Abstract:
A device for dispensing CO 2 , that is to say carbon or carbon dioxide, which can be fitted in aquariums or containers for holding live fish, comprising a dispenser casing ( 11 ) or body, equipped with a mixing chamber ( 15 ) into which a flow of water is delivered by a pump ( 12 ) and a flow of CO 2  from an infeed duct ( 18 ). 
     The mixing chamber ( 15 ) being bordered by at least one filtering element ( 13 ) which occupies the lower half of the dispenser body ( 11 ), closed at the front by a mesh cover ( 14 ).

Description:
This application is a national stage filing under 35 U.S.C. 371 of International Application PCT/IT2005/000343, filed on Jun. 16, 2005. PCT/IT2005/000343 was published under PCT Article 21(2) in English. 
   TECHNICAL FIELD 
   This invention concerns a device for dispensing CO 2 , that is to say carbon or carbon dioxide, which can be fitted in aquariums or containers holding live fish. 
   More specifically, the invention refers to a device for dispensing carbon dioxide that can be combined with a pumping device for aquariums, able to guarantee and optimise the process of diffusing and dissolving CO 2  particularly useful for the biological equilibrium of the aquarium and for its fertilisation. 
   This invention provides a solution for the correct distribution of carbon inside aquariums, guaranteeing the diffusion of the microbubbles and dissolving them in the water in a much more effective way. 
   The invention can be applied in particular in the industry of products for small pets, with particular reference to the aquarium sector. 
   BACKGROUND ART 
   It is known that carbon is one of the most important elements for plants, since it allows them to build support tissues (cellulose is, essentially, a carbon skeleton) and energy reserves (starch, which is a glucose polymer, a sugar) and to have, thanks to photosynthesis, the chemical energy that makes it possible to produce enzymes, proteins and everything else necessary for plant metabolism.

• Exercise goal
Write the next part of the patent text on the aquarium carbon dioxide dispenser, starting after its last sentence. The records that come next are separate material, unrelated to the patent text on the carbon dioxide dispenser.

• Record extracts

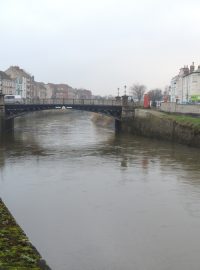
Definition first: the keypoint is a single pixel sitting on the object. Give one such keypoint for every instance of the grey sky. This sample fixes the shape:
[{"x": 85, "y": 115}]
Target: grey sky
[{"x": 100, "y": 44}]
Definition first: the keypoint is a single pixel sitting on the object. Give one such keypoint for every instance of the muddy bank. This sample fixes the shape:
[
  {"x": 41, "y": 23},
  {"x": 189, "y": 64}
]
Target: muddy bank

* * *

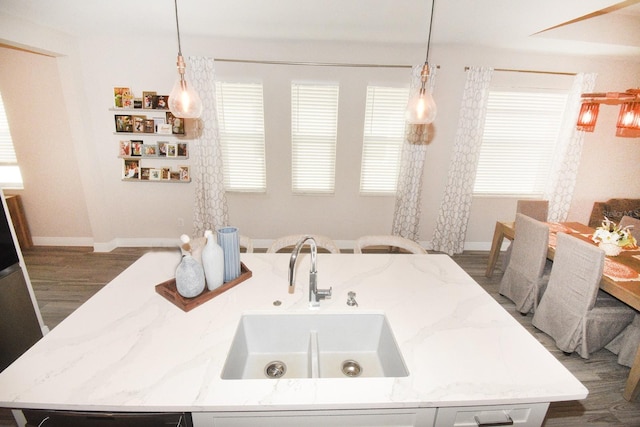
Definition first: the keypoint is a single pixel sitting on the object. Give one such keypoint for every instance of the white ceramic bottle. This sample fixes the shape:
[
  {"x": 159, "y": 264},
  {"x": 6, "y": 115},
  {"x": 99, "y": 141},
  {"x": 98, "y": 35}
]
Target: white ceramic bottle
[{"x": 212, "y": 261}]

• Result of the exercise
   The use of CO 2  in aquariums is also chemical: it helps to stabilise the pH at values below 7, difficult to achieve with other methods, which are at the same time compatible with plant growing (such as, for example, filtration over peat) and long-lasting (like additives for lowering pH values). 
   However, the diffusion of carbon in the water of aquariums is always very limited and in order to have healthy and luxuriant plants it is therefore necessary to administer the carbon they need in an artificial form. 
   Carbon can be distributed in aquariums by means of various techniques, always in the gaseous state. 
   The most common method is to dispense amounts of carbon or carbon dioxide directly in the aquarium by using CO 2  cylinders equipped with pressure .gauges, pressure reducers and special water diffusers. 
   According to some systems the CO 2  bubbles follow a zigzag path, from the bottom upwards. This path ends in a dome-shaped cap which holds the bubbles until they dissolve in the water, preventing them from being lost in the atmosphere. 
   The disadvantages of this system consist of the fact that a period of activation is necessary, cleaning is difficult and there is a continuous accumulation of CO 2  in the cap, so that at a certain point it is lost. In addition, the area close to the dispenser, and to the cap in particular, is rich in CO 2  while the area furthest away is poor in CO 2 . 
   In these dispensing models the CO 2  cap consists of a plastic rectangle inside which the CO 2  is accumulated and from which it inevitably escapes and is scattered on the surface. 
   This occurs when the mixing time of the gas with the water is greater than the time needed to fill the cap (area close to the cap saturated with carbon dioxide). 
   According to other distribution systems, the CO 2  bubble is forced to enter an atomiser, i.e. a system consisting of a plastic cap to be positioned close to the bottom of the aquarium, where it has to pass through a membrane that divides the bubble into lots of microbubbles which rise directly to the surface and scatter.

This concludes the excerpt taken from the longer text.